[Dataset rows]
========================================

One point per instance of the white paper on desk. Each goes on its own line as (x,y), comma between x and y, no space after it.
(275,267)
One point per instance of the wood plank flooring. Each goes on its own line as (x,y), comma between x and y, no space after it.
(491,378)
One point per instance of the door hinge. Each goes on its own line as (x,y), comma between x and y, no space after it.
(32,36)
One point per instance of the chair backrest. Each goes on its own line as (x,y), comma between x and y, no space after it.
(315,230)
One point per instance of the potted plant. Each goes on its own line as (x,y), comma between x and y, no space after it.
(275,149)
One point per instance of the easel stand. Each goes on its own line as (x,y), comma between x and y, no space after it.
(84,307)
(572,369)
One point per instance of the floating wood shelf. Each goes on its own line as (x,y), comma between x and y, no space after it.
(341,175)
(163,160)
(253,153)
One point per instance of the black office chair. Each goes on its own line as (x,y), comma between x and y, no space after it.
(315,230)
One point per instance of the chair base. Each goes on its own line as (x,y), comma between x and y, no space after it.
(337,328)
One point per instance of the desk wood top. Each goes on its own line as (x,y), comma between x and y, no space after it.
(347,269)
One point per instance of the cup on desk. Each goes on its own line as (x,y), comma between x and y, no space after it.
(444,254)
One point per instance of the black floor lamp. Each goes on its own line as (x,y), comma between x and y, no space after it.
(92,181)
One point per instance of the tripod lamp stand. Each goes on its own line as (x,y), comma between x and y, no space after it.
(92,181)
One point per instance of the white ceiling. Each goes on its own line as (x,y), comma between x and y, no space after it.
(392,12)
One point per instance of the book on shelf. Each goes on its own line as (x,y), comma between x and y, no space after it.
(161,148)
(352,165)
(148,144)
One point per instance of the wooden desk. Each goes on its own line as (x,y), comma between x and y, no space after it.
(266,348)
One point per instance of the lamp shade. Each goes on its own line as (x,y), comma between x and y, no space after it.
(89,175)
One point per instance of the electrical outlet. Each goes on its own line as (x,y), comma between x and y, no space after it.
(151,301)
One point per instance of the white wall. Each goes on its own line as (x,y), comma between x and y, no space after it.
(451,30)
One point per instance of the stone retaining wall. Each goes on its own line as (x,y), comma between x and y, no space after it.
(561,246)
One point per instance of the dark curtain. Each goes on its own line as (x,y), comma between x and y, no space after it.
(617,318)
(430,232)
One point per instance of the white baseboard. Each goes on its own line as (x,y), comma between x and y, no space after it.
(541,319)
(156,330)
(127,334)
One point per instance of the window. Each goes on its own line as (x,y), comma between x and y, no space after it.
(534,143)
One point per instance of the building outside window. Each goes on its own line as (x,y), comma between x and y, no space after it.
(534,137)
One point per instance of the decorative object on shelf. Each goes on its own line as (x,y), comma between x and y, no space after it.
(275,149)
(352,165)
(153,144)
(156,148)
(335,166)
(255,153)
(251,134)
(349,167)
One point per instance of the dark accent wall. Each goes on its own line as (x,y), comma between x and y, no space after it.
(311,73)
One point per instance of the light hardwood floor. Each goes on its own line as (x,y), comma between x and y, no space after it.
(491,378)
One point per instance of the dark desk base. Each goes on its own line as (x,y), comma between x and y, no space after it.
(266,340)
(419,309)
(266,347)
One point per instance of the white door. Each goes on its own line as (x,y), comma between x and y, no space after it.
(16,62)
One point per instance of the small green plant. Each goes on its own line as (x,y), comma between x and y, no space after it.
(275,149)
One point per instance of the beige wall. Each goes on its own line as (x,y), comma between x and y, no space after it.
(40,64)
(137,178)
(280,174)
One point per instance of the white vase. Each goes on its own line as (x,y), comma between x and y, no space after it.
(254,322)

========================================

Return the lines beginning at the one that contains "One point per instance of the building" and continuing through the last line of the data, exactly as they stand and without any others.

→ **Answer to the task**:
One point per instance of the building outside window. Each goes on its own line as (x,y), comma between x and y, no space after it.
(534,137)
One point per instance of the decorative object on shelf. Each goes on its own line as (x,y), comma between x and y, no space after it.
(275,149)
(352,165)
(153,144)
(156,148)
(335,166)
(255,153)
(251,134)
(349,167)
One point per instance of the dark accent wall. Each goes on its own line as (x,y), comma between x and y, no space after it.
(311,73)
One point per instance of the light hardwood floor. Each goes on its own line as (x,y), comma between x and y, no space after it.
(491,378)
One point per instance of the dark desk base. Each goes on its own line as (x,y), comma between x and y, no space after it.
(266,340)
(419,309)
(266,347)
One point per instance of the white door. Each goes on its own line as (x,y), comma between x and y, no space after it.
(16,62)
One point per instance of the small green plant. Each goes on its own line as (x,y), comma between x and y, no space after it.
(275,149)
One point per instance of the beige wall. Each goes on its own line as (x,y), comma between x and y, no space after it.
(40,64)
(137,178)
(280,174)
One point per instance of the white vase. Each goes on its own line as (x,y), comma between x and y, no space after it.
(254,322)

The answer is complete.